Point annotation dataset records
— START —
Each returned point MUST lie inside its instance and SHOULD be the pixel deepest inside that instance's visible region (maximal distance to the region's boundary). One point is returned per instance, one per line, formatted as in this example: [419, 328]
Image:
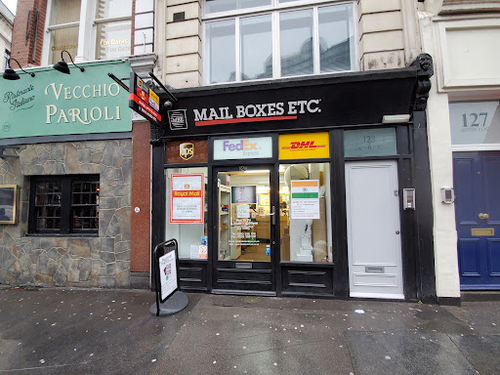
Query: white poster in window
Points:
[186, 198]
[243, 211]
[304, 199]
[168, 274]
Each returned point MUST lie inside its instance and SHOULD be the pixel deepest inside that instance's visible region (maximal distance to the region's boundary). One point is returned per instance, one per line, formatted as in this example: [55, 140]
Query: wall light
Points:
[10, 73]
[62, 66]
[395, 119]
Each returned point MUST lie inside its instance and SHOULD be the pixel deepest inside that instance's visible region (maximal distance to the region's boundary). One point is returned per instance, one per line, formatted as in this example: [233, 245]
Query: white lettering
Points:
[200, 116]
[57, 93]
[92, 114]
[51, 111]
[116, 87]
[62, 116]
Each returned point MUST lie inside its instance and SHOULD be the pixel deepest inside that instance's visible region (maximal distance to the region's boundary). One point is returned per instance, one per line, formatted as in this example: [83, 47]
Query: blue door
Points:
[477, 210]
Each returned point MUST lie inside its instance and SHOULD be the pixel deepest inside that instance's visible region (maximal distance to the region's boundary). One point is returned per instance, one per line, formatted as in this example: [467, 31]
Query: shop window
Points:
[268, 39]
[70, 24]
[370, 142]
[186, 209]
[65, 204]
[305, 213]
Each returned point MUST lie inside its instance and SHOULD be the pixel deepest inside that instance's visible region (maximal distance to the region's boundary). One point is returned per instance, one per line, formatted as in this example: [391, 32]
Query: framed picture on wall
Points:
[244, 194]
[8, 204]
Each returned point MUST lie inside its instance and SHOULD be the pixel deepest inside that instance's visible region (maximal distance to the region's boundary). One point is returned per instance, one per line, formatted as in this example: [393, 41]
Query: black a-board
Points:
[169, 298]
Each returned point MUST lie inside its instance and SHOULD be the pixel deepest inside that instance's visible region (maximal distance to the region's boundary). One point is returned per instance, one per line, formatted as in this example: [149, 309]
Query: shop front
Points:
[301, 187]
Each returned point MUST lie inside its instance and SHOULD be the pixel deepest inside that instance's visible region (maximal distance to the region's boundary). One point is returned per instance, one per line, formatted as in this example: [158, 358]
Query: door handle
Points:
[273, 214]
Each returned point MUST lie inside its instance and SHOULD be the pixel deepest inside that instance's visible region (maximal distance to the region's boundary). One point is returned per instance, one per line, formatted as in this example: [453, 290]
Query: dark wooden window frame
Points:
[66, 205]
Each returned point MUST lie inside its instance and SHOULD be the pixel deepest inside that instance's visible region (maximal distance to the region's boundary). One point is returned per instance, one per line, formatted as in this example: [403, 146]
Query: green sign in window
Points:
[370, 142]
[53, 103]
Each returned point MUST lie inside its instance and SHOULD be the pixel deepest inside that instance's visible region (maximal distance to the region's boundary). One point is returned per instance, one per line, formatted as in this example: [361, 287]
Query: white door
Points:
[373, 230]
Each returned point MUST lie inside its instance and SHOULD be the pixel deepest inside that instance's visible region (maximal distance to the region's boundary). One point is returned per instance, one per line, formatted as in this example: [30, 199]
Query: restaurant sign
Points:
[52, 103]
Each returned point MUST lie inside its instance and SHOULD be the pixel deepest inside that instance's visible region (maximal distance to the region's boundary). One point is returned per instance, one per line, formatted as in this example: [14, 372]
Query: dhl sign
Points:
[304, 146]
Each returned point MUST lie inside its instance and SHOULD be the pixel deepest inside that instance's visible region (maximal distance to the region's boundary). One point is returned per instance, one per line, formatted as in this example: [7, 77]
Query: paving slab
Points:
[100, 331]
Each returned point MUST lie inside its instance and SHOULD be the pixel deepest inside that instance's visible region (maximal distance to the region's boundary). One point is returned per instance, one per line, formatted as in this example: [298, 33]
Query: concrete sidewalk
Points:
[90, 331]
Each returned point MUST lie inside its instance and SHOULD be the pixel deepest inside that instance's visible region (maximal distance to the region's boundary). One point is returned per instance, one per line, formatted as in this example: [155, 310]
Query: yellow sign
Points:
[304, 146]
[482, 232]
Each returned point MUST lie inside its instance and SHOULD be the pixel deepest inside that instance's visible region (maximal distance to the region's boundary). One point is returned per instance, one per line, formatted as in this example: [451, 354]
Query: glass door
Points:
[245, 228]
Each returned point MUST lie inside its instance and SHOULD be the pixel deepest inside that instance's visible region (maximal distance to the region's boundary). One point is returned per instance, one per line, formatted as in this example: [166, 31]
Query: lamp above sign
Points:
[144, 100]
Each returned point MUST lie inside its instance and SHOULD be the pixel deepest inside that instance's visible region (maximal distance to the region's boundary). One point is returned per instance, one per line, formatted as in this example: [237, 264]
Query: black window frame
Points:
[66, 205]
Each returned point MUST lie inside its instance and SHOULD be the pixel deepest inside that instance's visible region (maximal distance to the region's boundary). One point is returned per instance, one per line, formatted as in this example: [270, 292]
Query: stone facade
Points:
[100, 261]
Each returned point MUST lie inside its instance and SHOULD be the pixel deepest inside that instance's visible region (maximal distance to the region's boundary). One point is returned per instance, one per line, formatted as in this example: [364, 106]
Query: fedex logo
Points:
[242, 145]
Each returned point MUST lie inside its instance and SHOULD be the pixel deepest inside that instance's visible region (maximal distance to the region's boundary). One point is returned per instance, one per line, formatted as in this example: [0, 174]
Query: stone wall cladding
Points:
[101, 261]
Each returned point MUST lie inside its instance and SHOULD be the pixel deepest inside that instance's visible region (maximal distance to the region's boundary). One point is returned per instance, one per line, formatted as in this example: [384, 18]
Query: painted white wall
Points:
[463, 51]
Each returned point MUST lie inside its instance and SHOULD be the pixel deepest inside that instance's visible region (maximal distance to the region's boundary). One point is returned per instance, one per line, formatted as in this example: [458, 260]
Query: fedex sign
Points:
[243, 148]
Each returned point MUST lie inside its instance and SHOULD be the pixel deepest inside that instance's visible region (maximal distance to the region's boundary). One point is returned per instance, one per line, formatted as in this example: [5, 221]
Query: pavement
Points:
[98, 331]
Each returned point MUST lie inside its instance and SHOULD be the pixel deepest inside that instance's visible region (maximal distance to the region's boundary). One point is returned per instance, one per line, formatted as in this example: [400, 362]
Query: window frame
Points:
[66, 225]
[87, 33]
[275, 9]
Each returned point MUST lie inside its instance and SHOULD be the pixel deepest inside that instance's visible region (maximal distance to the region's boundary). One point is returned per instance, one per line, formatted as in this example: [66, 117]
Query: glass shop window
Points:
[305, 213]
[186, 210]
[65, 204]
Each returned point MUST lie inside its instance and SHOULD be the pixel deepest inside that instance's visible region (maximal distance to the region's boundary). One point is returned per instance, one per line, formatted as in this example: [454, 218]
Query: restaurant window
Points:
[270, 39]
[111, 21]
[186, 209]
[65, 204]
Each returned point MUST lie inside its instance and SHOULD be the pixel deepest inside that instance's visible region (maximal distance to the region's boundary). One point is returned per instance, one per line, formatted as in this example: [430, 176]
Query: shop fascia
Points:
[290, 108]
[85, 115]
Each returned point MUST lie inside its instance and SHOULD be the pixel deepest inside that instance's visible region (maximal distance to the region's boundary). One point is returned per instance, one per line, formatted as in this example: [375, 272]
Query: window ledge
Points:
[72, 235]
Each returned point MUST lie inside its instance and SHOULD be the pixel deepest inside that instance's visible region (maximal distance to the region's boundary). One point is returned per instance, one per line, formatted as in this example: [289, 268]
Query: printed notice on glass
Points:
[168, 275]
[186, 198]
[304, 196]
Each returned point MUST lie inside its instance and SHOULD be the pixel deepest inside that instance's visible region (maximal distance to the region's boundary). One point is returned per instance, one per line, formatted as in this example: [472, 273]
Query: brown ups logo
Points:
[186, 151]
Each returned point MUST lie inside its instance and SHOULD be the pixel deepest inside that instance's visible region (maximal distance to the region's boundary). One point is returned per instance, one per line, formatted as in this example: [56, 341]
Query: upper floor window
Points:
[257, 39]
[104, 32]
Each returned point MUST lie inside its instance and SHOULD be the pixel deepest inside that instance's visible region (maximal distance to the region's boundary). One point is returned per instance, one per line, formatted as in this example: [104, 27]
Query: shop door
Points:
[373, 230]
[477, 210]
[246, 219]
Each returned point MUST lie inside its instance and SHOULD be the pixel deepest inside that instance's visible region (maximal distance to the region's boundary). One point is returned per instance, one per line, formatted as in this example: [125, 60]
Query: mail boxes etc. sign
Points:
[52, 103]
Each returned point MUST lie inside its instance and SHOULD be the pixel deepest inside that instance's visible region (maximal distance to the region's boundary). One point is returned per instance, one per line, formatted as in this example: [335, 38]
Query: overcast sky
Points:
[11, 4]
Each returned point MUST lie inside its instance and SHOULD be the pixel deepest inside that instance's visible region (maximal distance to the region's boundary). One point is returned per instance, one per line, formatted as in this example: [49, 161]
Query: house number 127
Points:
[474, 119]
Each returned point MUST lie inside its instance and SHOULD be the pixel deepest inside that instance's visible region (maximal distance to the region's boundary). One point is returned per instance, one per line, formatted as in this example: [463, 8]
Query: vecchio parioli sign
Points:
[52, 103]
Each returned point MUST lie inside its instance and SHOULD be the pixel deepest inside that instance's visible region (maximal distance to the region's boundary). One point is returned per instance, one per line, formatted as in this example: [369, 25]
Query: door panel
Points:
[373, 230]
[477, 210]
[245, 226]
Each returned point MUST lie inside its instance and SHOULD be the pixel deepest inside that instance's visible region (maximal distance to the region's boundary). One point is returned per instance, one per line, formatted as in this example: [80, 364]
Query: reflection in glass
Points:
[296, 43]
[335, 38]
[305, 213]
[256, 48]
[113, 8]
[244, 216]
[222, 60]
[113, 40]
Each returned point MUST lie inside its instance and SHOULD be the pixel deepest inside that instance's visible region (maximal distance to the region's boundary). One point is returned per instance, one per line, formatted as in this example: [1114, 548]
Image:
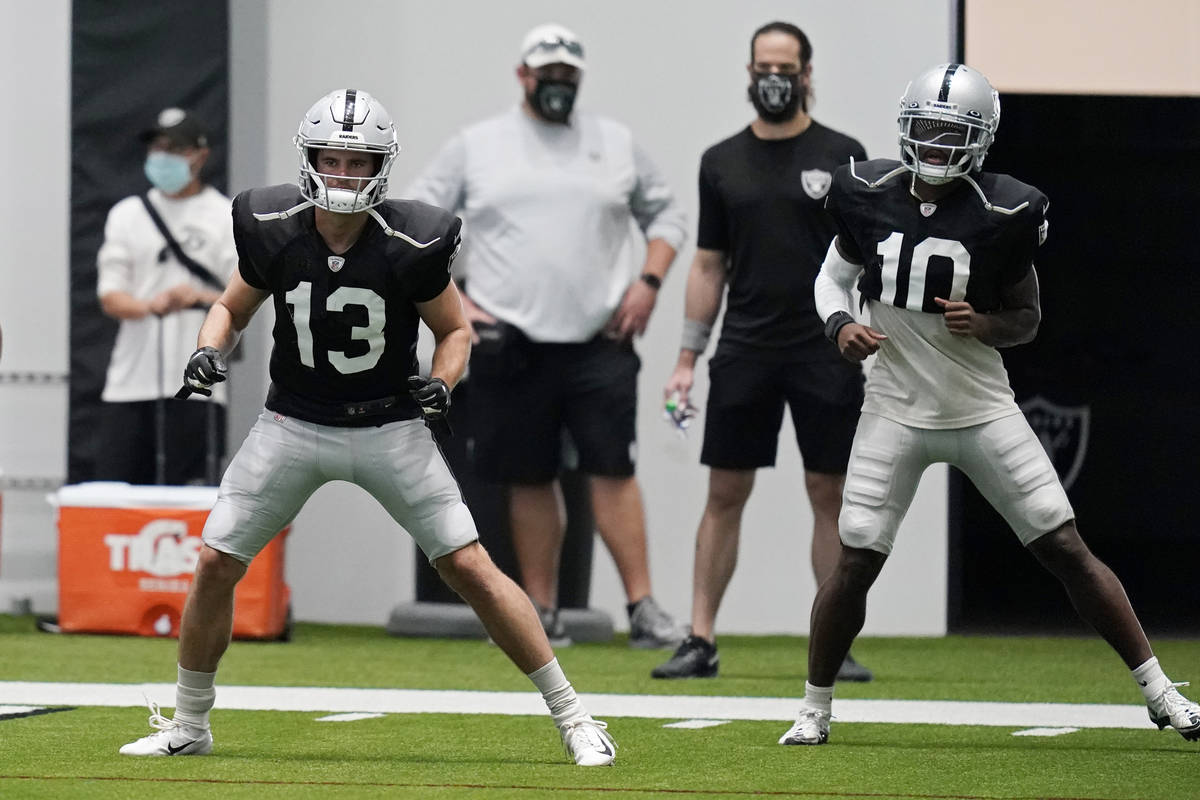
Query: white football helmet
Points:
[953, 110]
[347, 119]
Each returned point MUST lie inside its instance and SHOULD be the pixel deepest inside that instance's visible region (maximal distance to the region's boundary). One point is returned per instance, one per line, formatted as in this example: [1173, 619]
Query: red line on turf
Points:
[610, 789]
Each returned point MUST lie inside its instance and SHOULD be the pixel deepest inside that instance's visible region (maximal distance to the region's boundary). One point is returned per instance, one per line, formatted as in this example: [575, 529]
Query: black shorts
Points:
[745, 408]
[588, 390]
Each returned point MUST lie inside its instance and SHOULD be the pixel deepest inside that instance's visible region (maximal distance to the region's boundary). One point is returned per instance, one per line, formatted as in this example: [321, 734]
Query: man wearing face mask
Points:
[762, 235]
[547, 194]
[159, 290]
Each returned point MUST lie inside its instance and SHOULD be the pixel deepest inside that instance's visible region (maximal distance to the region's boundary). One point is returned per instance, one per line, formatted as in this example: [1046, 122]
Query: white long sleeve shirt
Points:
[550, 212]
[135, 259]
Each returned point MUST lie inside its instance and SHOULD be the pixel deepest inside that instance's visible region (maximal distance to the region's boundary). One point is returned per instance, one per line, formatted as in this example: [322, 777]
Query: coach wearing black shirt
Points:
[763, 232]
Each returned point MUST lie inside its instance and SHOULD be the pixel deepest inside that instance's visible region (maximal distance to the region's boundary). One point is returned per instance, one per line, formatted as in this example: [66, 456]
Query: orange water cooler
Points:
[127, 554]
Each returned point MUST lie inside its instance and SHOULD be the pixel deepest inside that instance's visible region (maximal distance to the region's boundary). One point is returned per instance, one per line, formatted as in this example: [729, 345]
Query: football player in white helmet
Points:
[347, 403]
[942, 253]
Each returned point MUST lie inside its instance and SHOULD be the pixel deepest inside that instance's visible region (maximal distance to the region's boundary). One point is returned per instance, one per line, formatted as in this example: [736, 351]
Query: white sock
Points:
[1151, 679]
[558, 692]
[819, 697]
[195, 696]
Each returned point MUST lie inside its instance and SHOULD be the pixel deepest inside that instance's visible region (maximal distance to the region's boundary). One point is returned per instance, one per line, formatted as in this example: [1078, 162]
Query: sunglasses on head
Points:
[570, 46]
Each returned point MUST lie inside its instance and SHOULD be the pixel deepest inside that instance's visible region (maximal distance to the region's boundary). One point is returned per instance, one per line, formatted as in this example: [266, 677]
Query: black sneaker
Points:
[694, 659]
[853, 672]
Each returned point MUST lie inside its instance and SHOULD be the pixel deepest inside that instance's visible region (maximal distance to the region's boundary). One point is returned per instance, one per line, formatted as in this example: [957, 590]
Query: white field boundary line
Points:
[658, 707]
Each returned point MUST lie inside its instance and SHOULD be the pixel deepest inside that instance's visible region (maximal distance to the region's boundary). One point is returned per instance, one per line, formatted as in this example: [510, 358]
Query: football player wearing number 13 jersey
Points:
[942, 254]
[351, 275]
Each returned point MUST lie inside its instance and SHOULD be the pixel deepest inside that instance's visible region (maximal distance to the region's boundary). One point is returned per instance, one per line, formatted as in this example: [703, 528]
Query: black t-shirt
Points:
— END —
* **THE PROBLEM**:
Exactly reproduce the lines from the one containing "example: [266, 677]" through the end of the records, and only those lines.

* **RESULT OF THIS TASK**:
Each returned point MUST lie inside its instance and SHOULD be the pixel deepest inside that instance's visible region (maximal distance to the region's boundary). One point is returned per instance, one per line, formatted as in this example: [266, 677]
Query: black sneaker
Points:
[694, 659]
[853, 672]
Each returned point MUST lie inside its instance and SHOULD be the pixel deepest inside that instance's visible region (maximal distance to the region's boundary). One point is returned per instance, one per line, formatted as in this example: [957, 590]
Query: white field boundary line
Points:
[658, 707]
Each returned point MUST lie inside its instance and SHOULD be the pixel deepest inside that instance's visible region (maximal distance to the region's boundary). One point is returned per instance, one per line, formatted as in this example: [510, 358]
Query: football player wearing number 13 jersey
Points:
[942, 254]
[351, 275]
Each returned point MUST lie inside its instance and SHOULD be the pixel deepest inside that instance's visible region (maximal distance to the region's boundary). One point is returned per instance, one per line, formatted as in this example: [703, 528]
Query: black t-shirt
Points:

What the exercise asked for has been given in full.